■ Data for processing ■
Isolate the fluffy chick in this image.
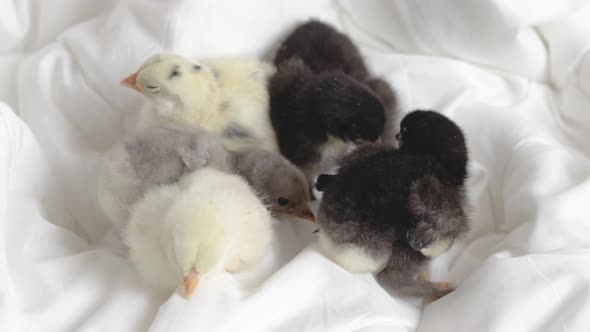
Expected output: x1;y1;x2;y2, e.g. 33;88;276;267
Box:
121;54;277;151
316;111;468;299
274;19;399;146
233;149;315;222
270;59;385;181
98;124;314;226
126;167;272;299
274;19;370;81
98;123;232;227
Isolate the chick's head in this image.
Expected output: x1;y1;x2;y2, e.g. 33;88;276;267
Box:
263;165;315;222
236;149;315;222
314;73;385;142
396;110;468;184
121;54;219;120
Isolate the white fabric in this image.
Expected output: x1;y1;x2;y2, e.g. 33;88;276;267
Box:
0;0;590;332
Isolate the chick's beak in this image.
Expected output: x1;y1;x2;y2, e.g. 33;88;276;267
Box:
183;267;199;300
295;205;315;223
121;72;143;93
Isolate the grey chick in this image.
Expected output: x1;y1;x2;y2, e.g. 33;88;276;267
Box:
98;123;231;227
233;149;315;222
98;123;313;226
316;111;469;300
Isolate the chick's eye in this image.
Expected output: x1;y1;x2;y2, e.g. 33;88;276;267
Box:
145;85;160;93
277;197;289;206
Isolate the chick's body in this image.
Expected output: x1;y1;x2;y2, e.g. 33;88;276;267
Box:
124;54;277;150
126;167;272;297
98;124;313;226
98;124;232;226
317;112;468;299
270;59;384;181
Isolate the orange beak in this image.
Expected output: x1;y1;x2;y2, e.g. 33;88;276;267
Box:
183;267;199;300
295;206;315;223
121;72;143;93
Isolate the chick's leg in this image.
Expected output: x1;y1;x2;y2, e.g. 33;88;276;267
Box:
377;254;454;301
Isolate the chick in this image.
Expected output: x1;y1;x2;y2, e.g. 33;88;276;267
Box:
270;59;385;183
274;19;399;146
98;123;232;230
317;111;468;299
121;54;277;151
126;167;272;299
98;124;314;226
274;19;370;81
233;149;315;222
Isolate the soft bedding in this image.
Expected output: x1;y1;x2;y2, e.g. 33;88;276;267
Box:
0;0;590;332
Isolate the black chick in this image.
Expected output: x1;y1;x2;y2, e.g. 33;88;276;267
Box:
316;111;468;300
274;20;370;81
269;59;385;181
274;19;399;146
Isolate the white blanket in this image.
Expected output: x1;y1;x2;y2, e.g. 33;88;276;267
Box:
0;0;590;332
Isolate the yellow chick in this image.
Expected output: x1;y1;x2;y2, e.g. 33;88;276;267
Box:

■ What to produce ■
Retype the listing exactly. Pictures do not belong in the copy.

■ Exercise result ■
Isolate the fluffy chick in this image.
Expected output: x1;y1;x2;y2, e.g. 33;88;276;267
Box:
121;54;277;151
316;111;468;299
274;19;399;146
233;149;315;222
270;59;385;181
98;124;314;226
126;167;272;299
274;19;370;81
98;123;232;227
Isolate the chick's head in this image.
Expected output: x1;y1;x2;y2, e.g. 33;88;276;267
Box:
263;165;315;222
236;149;315;222
314;73;385;142
396;110;468;184
121;54;219;120
Isolate the white fabric in this image.
Expected output: x1;y1;x2;y2, e.g. 33;88;276;267
Box:
0;0;590;332
Isolate the chick's beak in this image.
Expected output: x1;y1;x2;y2, e.g. 33;88;276;267
Box:
183;267;199;300
295;205;315;223
121;72;143;93
Isolate the grey chick in this image.
Expected output: x1;y1;x2;y2, e.g. 33;88;276;267
Box:
98;123;231;227
233;149;315;222
98;123;313;226
316;111;469;300
Isolate the chick's eye in this image.
Expected output: x1;y1;x2;y2, e.g. 33;88;276;267
Box:
145;85;160;93
277;197;289;206
Isolate the chick's body in this image.
Expected output: x1;y1;x2;y2, e.g. 33;88;276;267
Box:
124;54;277;150
126;167;272;297
98;124;313;226
98;124;232;226
317;112;468;299
270;59;384;181
Isolate the orange beak in this image.
Expected output: x1;y1;x2;y2, e.g. 33;88;276;267
Box:
183;267;199;300
295;206;315;223
121;72;143;93
Isolate the chick's leg in this image.
Expected output: x1;y1;x2;y2, e.g. 33;88;276;267
Box:
377;254;454;301
Isolate the chick in this image.
Expected output: x1;y1;x2;y2, e.g. 33;88;276;267
Box:
270;59;385;183
274;19;399;146
98;123;232;230
317;111;468;299
121;54;277;151
126;167;272;299
98;124;314;226
274;19;370;81
233;149;315;222
Isolate the soft bedding in this image.
Expected output: x1;y1;x2;y2, e.g. 33;88;276;267
Box:
0;0;590;332
Isolate the black chick in this image.
Expected output: x1;y1;x2;y2, e.g. 33;88;276;267
Box:
316;111;468;300
274;20;370;81
269;59;385;181
274;19;399;146
Isolate the white blanket in this image.
Expected output: x1;y1;x2;y2, e.g. 33;88;276;267
Box:
0;0;590;332
Isolate the yellow chick in this image.
Expected output: x1;y1;x2;y2, e.g. 33;88;276;267
Box:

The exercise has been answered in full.